_Instructions to follow_: Reproduce each of the items below word for word, without changing anything.

_Extracted entries_:

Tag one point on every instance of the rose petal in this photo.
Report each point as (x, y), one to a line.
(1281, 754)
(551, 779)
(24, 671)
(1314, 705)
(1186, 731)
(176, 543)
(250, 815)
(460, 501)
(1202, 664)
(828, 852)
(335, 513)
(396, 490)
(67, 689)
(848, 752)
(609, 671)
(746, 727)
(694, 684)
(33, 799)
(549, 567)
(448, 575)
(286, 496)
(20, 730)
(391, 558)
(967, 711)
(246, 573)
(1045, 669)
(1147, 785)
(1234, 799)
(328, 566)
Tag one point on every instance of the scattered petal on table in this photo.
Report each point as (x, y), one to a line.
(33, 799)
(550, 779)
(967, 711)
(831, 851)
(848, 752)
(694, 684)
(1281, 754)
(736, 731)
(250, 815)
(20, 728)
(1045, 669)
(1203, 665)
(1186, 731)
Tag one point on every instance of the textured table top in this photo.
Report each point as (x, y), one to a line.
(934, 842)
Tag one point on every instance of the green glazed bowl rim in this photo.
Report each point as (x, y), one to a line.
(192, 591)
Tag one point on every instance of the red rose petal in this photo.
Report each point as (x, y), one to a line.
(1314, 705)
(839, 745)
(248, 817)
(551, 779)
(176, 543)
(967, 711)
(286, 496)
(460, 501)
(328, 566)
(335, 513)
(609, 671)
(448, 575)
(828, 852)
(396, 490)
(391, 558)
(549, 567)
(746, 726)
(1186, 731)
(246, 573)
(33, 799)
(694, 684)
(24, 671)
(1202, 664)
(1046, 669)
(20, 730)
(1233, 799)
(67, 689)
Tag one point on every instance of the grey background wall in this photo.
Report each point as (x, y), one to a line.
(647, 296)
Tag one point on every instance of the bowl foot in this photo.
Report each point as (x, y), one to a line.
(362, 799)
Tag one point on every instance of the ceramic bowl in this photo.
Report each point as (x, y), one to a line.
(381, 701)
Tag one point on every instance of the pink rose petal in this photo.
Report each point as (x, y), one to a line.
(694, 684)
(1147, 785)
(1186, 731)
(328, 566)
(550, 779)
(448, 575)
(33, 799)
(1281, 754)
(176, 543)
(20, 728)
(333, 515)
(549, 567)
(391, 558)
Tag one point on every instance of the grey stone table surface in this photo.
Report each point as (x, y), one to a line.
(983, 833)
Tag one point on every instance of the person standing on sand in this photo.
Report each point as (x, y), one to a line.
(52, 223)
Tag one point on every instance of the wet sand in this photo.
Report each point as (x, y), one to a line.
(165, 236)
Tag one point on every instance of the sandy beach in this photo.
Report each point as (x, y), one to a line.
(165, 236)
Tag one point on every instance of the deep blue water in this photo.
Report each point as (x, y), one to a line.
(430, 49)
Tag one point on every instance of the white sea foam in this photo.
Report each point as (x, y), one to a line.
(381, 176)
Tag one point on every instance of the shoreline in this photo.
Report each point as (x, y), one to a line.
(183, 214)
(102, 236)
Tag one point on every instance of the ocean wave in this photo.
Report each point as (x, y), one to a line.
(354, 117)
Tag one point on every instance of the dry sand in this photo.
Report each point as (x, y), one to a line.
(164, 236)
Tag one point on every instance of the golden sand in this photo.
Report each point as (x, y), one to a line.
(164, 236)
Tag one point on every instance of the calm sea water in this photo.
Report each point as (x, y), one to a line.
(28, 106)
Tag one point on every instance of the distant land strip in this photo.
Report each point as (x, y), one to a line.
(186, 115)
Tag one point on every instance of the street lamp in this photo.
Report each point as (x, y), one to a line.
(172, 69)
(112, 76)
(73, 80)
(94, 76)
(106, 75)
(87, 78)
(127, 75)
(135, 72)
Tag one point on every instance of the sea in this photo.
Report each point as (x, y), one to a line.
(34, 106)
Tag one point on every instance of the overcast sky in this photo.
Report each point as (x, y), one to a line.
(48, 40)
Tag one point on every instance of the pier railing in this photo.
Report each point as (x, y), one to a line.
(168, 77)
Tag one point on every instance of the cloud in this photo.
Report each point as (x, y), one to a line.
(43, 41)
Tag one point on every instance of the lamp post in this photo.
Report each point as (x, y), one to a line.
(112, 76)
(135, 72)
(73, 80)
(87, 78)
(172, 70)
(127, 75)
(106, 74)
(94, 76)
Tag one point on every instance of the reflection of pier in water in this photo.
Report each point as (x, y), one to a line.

_In response_:
Tag one point on every instance of the rose petal in this photo.
Report each point as (x, y), one to a line.
(1281, 754)
(551, 779)
(24, 671)
(1314, 705)
(1186, 731)
(176, 543)
(250, 815)
(460, 501)
(1202, 664)
(828, 852)
(335, 513)
(396, 490)
(67, 689)
(848, 752)
(609, 671)
(746, 727)
(694, 684)
(33, 799)
(549, 567)
(448, 575)
(286, 496)
(20, 730)
(391, 558)
(967, 711)
(246, 573)
(1045, 669)
(1147, 785)
(1234, 799)
(328, 566)
Tag one point on every instance of the scattered petal on table in this photo.
Report each point as (x, y), one to a line.
(33, 799)
(550, 779)
(967, 711)
(831, 851)
(848, 752)
(694, 684)
(1281, 754)
(736, 731)
(250, 815)
(20, 728)
(1045, 669)
(1203, 665)
(1186, 731)
Tag one point on every instance of the textured table top in this photo.
Report each point as (x, y), one to a line.
(934, 842)
Tag one point on every instance of the green glazed bowl rim in this photo.
Report each point as (x, y), one to a line.
(192, 591)
Tag one point on every instance of the red rose petal in this photo.
Report each point as (x, y), one to a line.
(1314, 705)
(839, 745)
(248, 817)
(551, 779)
(176, 543)
(967, 711)
(286, 496)
(460, 501)
(328, 566)
(335, 513)
(609, 671)
(448, 575)
(828, 852)
(396, 490)
(391, 558)
(549, 567)
(746, 726)
(1186, 731)
(246, 573)
(33, 799)
(694, 684)
(24, 671)
(1202, 664)
(1046, 669)
(20, 730)
(1233, 799)
(67, 689)
Tag one point on every instance of the grey background wall in this photo.
Report each point as (x, y), one to a line.
(647, 296)
Tag one point on every instance of the bowl foot in this photo.
Report each point as (x, y), one to a line.
(362, 799)
Tag one point on every instance of the ceramic bowl in this photo.
Report each point as (x, y), one to a line.
(381, 701)
Tag one point on every instance of the pink rose petal in this photo.
Report each point as (x, y), one to a line.
(694, 684)
(1147, 785)
(1186, 731)
(328, 566)
(550, 779)
(448, 575)
(33, 799)
(1281, 754)
(176, 543)
(20, 728)
(333, 515)
(549, 567)
(391, 558)
Tag one point on every instance of the grey stone table surface in this photo.
Report each point as (x, y), one to a line.
(983, 833)
Tag one point on every instance of the person standing on sand in this photo.
Report each point as (x, y), one to a line.
(52, 223)
Tag one point on every instance of the wet sand in this photo.
Report each point as (x, y), one to a line.
(165, 236)
Tag one point on every instance of the sandy beach in this photo.
Report each point as (x, y), one to a line.
(165, 236)
Tag one point on every instance of the deep blue water in this photo.
Report each point as (x, y), one to a line.
(430, 49)
Tag one point on every instance of the white sea foam in this photo.
Report each point as (x, y), one to a line.
(381, 176)
Tag one point on every instance of the shoreline in this photo.
Report each point as (x, y), one to a line.
(183, 214)
(102, 236)
Tag one point on every instance of the ocean wave in this photo.
Report each point as (x, y), one to a line.
(354, 117)
Tag one point on every instance of the dry sand in this photo.
Report each point as (x, y), one to a line.
(164, 236)
Tag one point on every instance of the golden sand in this photo.
Report each point as (x, y), one to a line.
(164, 236)
Tag one point on every instance of the calm sea water in this photo.
Report each point as (x, y), one to a line.
(28, 106)
Tag one point on every instance of the distant land strip in this photo.
Report each point as (x, y), one to a line.
(186, 115)
Tag one point on every instance of the street lamp in this photo.
Report each point as (x, y), one to a line.
(172, 69)
(112, 76)
(73, 80)
(94, 76)
(106, 75)
(87, 78)
(127, 75)
(135, 72)
Tag one point on every instance of the sea in this photo.
Report each point as (x, y), one to a line.
(34, 106)
Tag one point on every instance of the overcast sky in this photo.
Report each point as (x, y), one to a line.
(48, 40)
Tag one point on every instance of the pier railing in this photo.
Report each point as (x, y), one to a line.
(168, 77)
Tag one point on every instance of the cloud in this photo.
Report each point as (x, y), one to a line.
(43, 41)
Tag one point on every instance of the lamp post in this photo.
Report each point as (x, y), one to a line.
(112, 76)
(135, 72)
(73, 80)
(87, 78)
(172, 70)
(127, 75)
(106, 74)
(94, 76)
Tag one point on every instance of the reflection of pier in water in this photo.
Report each point as (x, y), one to a line.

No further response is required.